=== Extracted data ===
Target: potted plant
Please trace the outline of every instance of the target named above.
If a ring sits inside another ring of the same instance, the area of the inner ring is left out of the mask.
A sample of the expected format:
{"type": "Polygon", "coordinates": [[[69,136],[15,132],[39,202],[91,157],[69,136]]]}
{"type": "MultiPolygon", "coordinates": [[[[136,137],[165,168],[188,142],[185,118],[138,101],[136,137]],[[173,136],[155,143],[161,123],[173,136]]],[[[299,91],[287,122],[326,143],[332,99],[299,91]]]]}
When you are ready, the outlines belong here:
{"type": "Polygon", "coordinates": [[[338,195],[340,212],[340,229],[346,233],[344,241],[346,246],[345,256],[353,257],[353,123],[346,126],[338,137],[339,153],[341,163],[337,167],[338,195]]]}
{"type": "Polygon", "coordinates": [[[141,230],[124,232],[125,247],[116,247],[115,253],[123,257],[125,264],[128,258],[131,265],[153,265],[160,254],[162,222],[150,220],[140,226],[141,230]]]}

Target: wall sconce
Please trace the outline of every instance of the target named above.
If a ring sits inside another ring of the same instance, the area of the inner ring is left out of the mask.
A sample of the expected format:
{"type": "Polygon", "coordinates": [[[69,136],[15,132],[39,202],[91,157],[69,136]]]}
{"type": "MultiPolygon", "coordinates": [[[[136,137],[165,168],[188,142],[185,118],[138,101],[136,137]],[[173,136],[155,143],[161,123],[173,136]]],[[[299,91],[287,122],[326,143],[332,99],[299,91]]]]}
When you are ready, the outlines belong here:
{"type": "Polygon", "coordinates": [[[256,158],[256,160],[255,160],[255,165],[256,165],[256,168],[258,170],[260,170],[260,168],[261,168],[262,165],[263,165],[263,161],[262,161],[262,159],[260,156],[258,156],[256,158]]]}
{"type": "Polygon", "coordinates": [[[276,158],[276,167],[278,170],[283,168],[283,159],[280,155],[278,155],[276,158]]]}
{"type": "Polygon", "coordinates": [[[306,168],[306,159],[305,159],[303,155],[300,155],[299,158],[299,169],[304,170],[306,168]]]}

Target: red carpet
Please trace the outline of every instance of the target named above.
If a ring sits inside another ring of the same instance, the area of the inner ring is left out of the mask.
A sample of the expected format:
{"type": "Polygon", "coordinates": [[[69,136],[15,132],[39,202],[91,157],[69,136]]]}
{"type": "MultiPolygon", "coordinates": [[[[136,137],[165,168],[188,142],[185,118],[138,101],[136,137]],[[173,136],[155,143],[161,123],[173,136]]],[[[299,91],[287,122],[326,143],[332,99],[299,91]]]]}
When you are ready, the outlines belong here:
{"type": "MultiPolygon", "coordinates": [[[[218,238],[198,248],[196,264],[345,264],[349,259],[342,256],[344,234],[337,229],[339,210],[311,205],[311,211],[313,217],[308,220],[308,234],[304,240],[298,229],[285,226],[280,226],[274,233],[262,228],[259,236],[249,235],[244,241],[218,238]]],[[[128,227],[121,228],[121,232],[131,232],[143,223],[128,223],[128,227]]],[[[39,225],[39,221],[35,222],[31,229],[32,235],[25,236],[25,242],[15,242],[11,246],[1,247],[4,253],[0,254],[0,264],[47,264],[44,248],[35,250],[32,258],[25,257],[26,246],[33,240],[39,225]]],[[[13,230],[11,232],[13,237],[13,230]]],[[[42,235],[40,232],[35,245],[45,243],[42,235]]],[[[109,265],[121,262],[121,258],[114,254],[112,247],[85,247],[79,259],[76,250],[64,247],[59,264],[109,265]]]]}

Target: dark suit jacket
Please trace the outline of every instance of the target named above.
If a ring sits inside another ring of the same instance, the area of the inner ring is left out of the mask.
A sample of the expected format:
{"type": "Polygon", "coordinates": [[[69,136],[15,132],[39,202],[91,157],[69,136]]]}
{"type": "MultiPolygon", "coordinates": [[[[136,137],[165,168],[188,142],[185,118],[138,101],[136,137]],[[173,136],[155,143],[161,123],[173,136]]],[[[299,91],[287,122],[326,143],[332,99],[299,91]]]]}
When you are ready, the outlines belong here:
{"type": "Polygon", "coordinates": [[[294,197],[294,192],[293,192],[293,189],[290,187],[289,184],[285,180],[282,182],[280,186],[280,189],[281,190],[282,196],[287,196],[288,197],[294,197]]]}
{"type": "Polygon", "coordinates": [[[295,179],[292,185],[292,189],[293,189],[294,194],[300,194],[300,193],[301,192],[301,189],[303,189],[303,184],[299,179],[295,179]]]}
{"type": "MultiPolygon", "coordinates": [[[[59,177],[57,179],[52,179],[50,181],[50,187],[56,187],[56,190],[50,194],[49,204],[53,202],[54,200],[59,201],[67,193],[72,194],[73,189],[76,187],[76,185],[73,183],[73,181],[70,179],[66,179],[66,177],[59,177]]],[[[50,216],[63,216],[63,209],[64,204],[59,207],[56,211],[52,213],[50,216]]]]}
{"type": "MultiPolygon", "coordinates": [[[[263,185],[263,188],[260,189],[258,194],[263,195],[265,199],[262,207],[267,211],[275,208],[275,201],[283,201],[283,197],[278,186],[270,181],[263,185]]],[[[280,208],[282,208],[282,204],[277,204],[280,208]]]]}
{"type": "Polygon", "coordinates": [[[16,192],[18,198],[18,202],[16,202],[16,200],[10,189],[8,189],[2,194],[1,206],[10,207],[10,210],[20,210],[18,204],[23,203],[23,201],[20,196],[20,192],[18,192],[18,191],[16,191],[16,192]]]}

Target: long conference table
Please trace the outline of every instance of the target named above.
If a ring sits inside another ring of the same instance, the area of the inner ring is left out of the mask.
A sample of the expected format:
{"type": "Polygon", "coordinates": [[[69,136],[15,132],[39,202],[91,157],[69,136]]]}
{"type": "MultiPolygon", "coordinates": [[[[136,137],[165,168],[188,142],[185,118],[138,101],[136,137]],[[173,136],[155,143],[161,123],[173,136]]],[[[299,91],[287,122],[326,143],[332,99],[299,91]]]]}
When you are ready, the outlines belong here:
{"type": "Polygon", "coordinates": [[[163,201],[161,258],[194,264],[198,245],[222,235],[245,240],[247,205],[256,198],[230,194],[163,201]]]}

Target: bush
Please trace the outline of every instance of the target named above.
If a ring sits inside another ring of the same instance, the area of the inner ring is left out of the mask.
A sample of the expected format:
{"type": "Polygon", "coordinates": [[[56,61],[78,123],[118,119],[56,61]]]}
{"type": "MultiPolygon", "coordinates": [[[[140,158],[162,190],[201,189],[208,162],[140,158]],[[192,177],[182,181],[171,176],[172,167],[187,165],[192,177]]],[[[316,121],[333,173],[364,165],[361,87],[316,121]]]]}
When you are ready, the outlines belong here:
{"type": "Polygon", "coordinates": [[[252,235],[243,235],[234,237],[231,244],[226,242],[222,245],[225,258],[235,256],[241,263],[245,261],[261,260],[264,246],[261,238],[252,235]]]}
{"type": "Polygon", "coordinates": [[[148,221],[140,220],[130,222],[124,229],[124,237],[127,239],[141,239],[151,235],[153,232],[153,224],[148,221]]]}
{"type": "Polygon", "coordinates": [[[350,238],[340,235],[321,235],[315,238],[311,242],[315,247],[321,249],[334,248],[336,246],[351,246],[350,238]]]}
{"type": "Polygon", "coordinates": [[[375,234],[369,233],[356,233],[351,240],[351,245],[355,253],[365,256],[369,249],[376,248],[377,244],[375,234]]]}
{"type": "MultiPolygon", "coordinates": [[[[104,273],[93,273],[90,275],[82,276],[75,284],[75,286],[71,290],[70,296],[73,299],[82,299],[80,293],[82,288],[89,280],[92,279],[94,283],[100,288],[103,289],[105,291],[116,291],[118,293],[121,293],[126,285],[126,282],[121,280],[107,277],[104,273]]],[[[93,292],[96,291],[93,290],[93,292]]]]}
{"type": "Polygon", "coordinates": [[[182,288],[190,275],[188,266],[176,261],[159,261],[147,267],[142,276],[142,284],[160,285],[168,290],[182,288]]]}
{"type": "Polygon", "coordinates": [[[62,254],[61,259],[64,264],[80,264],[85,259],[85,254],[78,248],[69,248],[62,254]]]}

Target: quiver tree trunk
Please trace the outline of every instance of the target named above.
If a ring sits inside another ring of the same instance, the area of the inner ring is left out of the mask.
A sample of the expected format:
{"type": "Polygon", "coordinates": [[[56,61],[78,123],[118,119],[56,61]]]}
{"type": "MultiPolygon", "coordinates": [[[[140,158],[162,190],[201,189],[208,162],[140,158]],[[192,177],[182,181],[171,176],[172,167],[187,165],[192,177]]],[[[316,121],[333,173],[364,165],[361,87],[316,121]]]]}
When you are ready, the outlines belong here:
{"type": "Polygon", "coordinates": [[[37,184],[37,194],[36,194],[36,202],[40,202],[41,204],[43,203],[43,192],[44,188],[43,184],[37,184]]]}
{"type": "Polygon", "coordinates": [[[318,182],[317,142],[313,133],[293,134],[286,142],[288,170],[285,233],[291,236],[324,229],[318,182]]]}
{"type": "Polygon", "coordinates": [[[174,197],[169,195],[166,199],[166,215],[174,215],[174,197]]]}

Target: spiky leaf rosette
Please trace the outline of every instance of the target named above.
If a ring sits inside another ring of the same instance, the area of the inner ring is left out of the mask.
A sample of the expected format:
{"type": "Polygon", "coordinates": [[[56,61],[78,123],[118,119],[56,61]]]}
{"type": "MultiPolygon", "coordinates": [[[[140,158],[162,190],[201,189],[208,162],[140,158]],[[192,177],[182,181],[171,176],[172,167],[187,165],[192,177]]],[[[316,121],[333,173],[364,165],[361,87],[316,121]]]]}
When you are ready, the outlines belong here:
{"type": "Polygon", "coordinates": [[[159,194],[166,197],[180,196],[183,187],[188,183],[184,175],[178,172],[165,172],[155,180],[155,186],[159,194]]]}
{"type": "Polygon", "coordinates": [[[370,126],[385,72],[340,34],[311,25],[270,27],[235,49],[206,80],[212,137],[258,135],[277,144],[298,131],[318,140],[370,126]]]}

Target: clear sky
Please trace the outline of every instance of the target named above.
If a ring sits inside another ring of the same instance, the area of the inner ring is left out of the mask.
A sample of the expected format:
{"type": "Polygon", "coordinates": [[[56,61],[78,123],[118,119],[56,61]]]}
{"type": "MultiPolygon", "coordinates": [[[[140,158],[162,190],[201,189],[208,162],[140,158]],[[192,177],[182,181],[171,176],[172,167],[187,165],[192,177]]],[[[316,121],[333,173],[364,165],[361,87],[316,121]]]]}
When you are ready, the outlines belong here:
===
Format the lines above, from the line containing "Target: spiky leaf rosette" through the last line, inclusive, as a JSON list of strings with one string per line and blank lines omitted.

§ Finished answer:
[
  "Target: spiky leaf rosette",
  "Please trace the outline of every instance of the target named above.",
  "If a ring sits inside another ring of the same instance, the area of the inner ring is left out of the mask.",
  "A sample of the expected format:",
  "{\"type\": \"Polygon\", \"coordinates\": [[[56,61],[78,123],[118,119],[56,61]]]}",
  "{\"type\": \"MultiPolygon\", \"coordinates\": [[[[140,158],[162,190],[201,189],[208,162],[140,158]],[[192,177],[182,181],[171,176],[172,167],[187,165],[192,177]]],[[[316,121],[333,173],[364,165],[361,87],[316,121]]]]}",
  "When you are ready, the outlines belong here:",
  "{\"type\": \"Polygon\", \"coordinates\": [[[159,194],[166,197],[180,196],[183,187],[188,183],[184,175],[178,172],[165,172],[155,180],[155,186],[159,194]]]}",
  "{\"type\": \"Polygon\", \"coordinates\": [[[370,126],[385,72],[340,34],[311,25],[270,27],[235,49],[206,80],[212,137],[258,135],[277,144],[298,131],[318,140],[370,126]]]}",
  "Target: clear sky",
  "Please trace the outline of every instance of the target named above.",
  "If a ring sits inside another ring of the same instance, the area of the inner ring is left out of the mask.",
  "A sample of the expected format:",
  "{\"type\": \"Polygon\", \"coordinates\": [[[56,61],[78,123],[118,119],[56,61]]]}",
  "{\"type\": \"MultiPolygon\", \"coordinates\": [[[[140,158],[162,190],[201,189],[208,162],[140,158]],[[192,177],[182,181],[171,176],[172,167],[187,165],[192,177]]],[[[316,121],[333,173],[364,165],[361,87],[316,121]]]]}",
  "When you are ready, the outlines belong here:"
]